> [Directions for this task] Copy all of the entries below word for word, leaving out the pictures.

## BEGIN

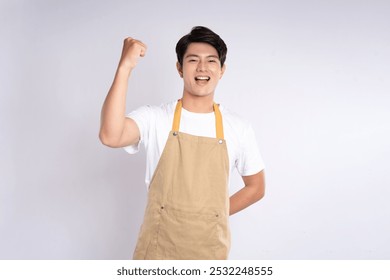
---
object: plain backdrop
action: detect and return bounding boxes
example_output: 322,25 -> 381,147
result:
0,0 -> 390,259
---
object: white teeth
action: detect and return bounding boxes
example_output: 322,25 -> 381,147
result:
195,77 -> 210,81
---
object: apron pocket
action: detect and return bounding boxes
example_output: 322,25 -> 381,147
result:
156,207 -> 229,259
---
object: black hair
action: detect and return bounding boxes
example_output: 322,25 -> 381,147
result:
176,26 -> 227,67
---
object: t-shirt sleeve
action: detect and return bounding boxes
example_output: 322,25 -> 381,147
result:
236,124 -> 265,176
124,105 -> 152,154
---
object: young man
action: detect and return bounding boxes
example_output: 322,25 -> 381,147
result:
99,26 -> 264,259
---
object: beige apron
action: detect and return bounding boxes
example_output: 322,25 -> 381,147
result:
134,100 -> 230,260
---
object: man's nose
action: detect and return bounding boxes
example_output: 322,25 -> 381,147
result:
196,61 -> 206,71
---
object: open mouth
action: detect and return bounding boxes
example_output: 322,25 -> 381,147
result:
195,76 -> 210,82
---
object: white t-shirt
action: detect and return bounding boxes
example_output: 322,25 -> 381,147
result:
124,101 -> 264,186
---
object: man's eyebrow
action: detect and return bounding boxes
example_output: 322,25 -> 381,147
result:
185,53 -> 219,59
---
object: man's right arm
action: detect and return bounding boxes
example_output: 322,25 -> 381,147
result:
99,38 -> 146,148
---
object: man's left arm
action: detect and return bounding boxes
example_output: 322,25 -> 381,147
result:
229,170 -> 265,215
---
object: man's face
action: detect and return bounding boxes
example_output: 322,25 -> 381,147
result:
177,43 -> 225,97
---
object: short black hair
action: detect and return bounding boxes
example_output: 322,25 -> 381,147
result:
176,26 -> 227,67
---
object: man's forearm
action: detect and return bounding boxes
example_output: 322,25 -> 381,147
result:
99,67 -> 131,143
229,171 -> 265,215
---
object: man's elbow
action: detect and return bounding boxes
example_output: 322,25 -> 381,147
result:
99,131 -> 119,148
255,188 -> 265,202
254,183 -> 265,202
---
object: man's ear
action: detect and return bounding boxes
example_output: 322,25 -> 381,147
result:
176,61 -> 183,78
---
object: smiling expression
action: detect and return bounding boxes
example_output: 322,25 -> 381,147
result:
177,43 -> 225,97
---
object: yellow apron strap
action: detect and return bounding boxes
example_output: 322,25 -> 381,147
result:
172,99 -> 224,139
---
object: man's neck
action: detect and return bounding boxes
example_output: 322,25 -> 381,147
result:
181,93 -> 214,113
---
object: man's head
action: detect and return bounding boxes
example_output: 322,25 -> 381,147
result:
176,26 -> 227,67
176,26 -> 227,100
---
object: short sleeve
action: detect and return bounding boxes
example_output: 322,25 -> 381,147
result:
236,124 -> 265,176
124,105 -> 153,154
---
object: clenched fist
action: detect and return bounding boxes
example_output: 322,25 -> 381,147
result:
119,37 -> 146,70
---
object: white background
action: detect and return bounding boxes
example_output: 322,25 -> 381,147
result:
0,0 -> 390,259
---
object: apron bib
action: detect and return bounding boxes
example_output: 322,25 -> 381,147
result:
133,100 -> 230,260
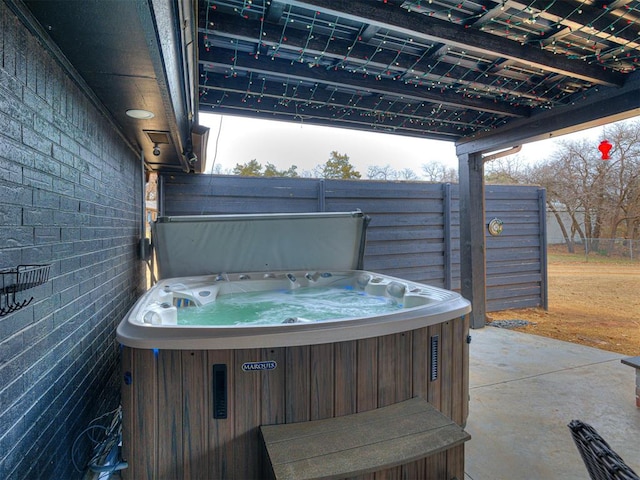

## END

> [Finished answer]
---
object: plain backdrop
action: detect and return bounding boxes
example_output: 322,25 -> 381,147
result:
0,0 -> 390,259
---
object: white teeth
action: detect and return bounding boxes
example_output: 322,25 -> 381,147
result:
195,77 -> 210,81
---
object: apron pocket
action: detect and return bounding boxes
example_output: 322,25 -> 381,147
result:
156,207 -> 229,259
---
object: black hair
action: detect and return bounding boxes
example_output: 322,25 -> 381,147
result:
176,26 -> 227,67
---
object: t-shirt sleeve
action: detect and return bounding boxes
example_output: 322,25 -> 381,147
result:
236,124 -> 265,176
124,105 -> 152,154
---
object: young man
action: detect and return bounding boxes
example_output: 322,25 -> 381,147
result:
99,26 -> 264,259
---
object: beige apron
action: detect and return bounding boxes
example_output: 322,25 -> 381,147
result:
134,100 -> 230,260
---
object: man's nose
action: detect and return bounding boxes
example_output: 322,25 -> 381,147
result:
196,61 -> 206,71
---
object: open mouth
action: detect and return bounding boxes
example_output: 322,25 -> 381,147
result:
195,76 -> 210,82
---
object: white t-shirt
action: detect and return bounding boxes
example_output: 322,25 -> 381,147
result:
124,101 -> 264,186
---
object: man's eyebrow
action: detect and return bounding boxes
example_output: 322,25 -> 381,147
result:
185,53 -> 219,59
---
object: man's right arm
action: detect and return bounding boxes
example_output: 322,25 -> 381,147
result:
99,38 -> 146,148
---
object: man's left arm
action: detect and return bounding boxes
example_output: 322,25 -> 381,147
result:
229,170 -> 265,215
---
object: man's face
action: detect and return bounding boxes
example_output: 322,25 -> 381,147
result:
177,43 -> 225,97
---
object: short black hair
action: detect and return bounding boxes
example_output: 322,25 -> 381,147
result:
176,26 -> 227,67
---
object: man's forearm
action: detect and return bounding boxes
example_output: 322,25 -> 381,147
result:
99,67 -> 131,143
229,171 -> 265,215
---
object: man's elbow
action: detect and return bounding boxes
example_output: 322,25 -> 381,147
result:
99,131 -> 119,148
255,188 -> 265,202
254,183 -> 265,202
---
object: man's ear
action: detect and return bounding boxes
example_output: 322,25 -> 381,147
result:
176,61 -> 183,78
---
object: smiling expression
action: detect and return bounding boxes
example_output: 322,25 -> 381,147
result:
177,43 -> 225,97
---
object: yellow apron strap
action: detect and return bounding boxes
example_output: 322,25 -> 381,147
result:
172,99 -> 224,139
---
object: man's neck
action: detect and return bounding boxes
example_output: 322,25 -> 381,147
result:
181,93 -> 214,113
---
object: man's head
action: detect and return bounding boxes
example_output: 322,25 -> 381,147
result:
176,26 -> 227,67
176,26 -> 227,100
---
object: short sleeve
action: detect and return bounding boxes
example_output: 322,25 -> 381,147
result:
236,124 -> 265,176
124,105 -> 153,154
---
object: clenched fist
action: detect and return bounding boxes
example_output: 322,25 -> 381,147
result:
119,37 -> 146,70
---
object: white background
action: detect and return bounding boxes
example_output: 322,25 -> 381,147
result:
0,0 -> 390,259
---
object: apron bib
action: detect and return bounding boxes
example_output: 322,25 -> 381,147
result:
133,100 -> 230,260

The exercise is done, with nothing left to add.